*CHALLENGE:*
Count the lines of the records below that contain the string "blue" and give only that number.

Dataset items
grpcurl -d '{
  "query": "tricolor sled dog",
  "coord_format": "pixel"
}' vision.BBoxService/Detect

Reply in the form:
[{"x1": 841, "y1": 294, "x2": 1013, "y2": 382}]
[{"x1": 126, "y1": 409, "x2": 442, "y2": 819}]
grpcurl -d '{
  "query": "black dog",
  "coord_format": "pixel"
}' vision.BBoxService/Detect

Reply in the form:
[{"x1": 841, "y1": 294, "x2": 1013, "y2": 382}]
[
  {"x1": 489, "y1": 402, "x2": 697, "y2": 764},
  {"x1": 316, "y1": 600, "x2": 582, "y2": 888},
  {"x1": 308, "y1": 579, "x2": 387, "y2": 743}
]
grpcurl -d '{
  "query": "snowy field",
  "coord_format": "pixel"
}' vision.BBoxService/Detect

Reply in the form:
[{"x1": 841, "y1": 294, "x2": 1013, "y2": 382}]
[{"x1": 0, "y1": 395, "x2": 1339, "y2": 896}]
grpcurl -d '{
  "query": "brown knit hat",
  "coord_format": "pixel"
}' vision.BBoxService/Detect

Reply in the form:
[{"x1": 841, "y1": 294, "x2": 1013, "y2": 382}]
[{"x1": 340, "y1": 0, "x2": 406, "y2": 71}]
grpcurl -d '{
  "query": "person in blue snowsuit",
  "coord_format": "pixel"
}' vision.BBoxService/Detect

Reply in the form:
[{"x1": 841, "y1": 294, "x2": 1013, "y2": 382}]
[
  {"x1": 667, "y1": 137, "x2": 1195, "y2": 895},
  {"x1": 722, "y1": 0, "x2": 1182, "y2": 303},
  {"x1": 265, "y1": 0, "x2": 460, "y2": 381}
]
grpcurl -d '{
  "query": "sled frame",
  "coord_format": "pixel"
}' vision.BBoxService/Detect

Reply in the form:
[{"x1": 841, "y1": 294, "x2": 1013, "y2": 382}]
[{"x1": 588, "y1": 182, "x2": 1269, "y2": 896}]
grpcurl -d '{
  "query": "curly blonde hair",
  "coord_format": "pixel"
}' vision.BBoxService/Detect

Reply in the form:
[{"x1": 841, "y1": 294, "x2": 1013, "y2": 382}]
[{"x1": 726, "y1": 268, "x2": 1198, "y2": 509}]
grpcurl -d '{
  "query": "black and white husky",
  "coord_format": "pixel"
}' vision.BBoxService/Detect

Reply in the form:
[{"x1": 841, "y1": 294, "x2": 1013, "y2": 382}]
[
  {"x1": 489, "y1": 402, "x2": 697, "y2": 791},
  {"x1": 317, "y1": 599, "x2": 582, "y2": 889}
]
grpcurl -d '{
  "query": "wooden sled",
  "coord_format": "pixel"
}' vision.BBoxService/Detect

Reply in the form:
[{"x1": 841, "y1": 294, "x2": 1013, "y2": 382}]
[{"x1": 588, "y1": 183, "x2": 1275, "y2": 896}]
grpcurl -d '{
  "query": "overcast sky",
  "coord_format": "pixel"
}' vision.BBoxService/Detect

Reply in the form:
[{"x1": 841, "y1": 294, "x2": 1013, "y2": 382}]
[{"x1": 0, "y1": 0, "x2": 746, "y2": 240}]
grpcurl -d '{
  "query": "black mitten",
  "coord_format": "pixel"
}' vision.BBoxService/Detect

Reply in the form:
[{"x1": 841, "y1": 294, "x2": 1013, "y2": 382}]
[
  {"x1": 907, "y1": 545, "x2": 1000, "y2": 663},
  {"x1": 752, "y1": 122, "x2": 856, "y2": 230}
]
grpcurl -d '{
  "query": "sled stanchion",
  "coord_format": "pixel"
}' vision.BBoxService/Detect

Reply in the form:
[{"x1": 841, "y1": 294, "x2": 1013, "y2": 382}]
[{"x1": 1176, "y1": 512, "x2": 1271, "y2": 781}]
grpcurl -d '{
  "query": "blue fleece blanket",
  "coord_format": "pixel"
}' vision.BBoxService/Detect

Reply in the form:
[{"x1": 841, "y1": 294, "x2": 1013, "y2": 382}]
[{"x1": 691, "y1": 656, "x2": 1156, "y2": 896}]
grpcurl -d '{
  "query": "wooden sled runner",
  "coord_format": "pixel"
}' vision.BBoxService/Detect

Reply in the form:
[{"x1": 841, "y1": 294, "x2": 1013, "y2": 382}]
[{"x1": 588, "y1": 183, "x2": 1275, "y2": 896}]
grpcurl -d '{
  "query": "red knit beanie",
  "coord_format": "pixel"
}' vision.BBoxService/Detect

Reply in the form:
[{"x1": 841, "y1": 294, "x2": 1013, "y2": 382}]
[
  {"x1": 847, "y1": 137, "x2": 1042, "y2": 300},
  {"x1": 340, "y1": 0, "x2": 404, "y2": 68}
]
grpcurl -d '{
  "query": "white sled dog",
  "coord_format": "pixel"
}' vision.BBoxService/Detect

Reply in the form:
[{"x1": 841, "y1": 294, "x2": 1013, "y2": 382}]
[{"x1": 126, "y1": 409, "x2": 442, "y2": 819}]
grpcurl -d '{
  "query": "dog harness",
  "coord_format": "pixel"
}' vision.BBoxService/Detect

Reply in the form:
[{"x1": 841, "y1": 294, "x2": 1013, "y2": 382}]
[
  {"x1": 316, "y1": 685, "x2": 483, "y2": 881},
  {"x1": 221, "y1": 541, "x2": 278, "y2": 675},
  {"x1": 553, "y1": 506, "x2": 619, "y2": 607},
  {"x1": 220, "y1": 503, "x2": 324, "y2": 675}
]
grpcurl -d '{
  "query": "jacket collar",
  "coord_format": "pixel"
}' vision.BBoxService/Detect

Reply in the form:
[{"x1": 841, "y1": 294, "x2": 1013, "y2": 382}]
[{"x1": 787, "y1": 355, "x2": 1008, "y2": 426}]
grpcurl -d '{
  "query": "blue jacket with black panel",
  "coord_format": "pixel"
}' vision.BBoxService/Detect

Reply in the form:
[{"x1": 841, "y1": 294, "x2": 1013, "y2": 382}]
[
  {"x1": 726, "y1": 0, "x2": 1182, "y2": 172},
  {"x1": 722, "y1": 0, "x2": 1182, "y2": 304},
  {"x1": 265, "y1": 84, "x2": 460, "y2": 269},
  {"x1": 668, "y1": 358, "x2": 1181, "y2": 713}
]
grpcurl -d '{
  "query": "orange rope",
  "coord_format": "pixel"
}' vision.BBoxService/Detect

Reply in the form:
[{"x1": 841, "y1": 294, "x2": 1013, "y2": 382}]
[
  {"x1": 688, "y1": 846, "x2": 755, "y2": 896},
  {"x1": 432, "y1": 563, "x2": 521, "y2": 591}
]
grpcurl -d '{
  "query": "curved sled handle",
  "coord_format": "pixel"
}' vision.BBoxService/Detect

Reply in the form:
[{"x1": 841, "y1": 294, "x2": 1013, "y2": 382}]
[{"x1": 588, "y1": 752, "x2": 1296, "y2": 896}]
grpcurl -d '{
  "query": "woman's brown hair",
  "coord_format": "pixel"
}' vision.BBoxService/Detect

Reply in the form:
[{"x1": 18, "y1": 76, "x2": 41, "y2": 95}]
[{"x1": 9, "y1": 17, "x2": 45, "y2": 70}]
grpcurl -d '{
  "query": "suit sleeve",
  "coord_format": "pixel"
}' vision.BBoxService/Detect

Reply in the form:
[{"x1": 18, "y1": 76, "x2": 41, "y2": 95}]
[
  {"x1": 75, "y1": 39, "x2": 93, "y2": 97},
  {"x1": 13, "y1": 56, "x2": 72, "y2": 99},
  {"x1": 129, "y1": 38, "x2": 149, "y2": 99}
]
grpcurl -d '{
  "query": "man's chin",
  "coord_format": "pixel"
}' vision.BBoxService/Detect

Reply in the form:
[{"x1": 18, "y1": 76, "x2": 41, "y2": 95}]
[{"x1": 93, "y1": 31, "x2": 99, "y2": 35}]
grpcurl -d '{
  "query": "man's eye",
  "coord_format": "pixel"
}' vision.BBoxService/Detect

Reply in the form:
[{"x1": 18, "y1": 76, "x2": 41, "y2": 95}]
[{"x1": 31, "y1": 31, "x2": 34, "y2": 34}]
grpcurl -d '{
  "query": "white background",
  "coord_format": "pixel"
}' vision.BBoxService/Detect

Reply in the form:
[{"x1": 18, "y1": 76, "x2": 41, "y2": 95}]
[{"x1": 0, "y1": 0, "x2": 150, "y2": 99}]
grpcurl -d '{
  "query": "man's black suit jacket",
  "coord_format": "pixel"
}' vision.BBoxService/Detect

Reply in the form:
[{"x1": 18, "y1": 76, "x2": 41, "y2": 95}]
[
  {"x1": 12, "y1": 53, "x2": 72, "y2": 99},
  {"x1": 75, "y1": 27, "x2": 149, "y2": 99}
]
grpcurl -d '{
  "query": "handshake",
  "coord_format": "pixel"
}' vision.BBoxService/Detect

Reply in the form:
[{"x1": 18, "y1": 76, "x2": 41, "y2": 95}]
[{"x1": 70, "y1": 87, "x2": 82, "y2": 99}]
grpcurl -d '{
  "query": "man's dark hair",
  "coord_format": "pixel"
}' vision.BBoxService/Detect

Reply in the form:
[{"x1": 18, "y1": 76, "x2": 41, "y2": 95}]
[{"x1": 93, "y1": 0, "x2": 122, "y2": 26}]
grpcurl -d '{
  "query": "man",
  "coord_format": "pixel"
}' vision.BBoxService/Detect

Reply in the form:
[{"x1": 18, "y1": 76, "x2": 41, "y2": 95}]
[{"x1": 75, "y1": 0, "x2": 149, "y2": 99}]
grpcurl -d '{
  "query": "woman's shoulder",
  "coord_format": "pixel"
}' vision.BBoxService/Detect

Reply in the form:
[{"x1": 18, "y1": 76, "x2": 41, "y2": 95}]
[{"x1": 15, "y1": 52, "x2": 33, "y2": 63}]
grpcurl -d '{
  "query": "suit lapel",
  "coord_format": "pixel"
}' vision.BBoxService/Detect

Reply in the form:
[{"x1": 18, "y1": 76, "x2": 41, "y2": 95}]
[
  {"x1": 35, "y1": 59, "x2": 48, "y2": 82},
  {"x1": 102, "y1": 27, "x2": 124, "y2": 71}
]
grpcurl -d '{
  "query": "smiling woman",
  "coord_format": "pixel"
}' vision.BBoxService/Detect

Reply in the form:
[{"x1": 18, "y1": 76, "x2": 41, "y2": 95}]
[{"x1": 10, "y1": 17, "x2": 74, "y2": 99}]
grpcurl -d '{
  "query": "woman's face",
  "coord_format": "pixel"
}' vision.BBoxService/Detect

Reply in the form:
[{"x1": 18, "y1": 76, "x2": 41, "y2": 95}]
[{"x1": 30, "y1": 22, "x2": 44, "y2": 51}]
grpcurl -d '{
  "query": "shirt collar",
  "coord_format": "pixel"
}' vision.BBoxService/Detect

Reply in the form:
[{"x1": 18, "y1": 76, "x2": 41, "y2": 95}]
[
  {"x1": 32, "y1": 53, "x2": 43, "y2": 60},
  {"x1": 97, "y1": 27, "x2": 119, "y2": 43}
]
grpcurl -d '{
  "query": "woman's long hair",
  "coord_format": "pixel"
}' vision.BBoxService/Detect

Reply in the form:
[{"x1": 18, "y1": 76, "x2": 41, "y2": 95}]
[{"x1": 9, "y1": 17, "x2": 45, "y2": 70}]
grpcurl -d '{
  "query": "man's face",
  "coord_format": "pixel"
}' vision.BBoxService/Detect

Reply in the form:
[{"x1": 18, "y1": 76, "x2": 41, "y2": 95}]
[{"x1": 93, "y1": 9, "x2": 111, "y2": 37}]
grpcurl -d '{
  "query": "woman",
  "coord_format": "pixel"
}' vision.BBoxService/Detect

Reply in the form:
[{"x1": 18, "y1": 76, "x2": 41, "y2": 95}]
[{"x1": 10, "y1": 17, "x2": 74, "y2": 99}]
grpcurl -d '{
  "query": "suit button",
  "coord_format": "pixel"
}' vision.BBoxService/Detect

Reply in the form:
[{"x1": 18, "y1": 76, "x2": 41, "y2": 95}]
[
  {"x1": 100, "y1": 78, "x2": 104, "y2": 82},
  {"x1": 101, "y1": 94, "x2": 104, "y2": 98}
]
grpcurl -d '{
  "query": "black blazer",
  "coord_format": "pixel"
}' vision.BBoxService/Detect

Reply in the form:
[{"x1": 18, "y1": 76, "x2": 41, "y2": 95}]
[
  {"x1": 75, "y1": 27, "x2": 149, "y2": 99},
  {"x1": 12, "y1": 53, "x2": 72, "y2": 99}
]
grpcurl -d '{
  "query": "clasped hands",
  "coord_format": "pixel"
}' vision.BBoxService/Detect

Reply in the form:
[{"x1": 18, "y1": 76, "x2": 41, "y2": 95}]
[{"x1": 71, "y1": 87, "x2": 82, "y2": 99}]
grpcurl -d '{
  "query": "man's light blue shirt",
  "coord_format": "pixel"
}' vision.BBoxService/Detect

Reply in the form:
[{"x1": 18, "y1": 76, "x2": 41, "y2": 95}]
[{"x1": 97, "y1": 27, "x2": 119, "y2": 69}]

*EXPECTED ANSWER:*
4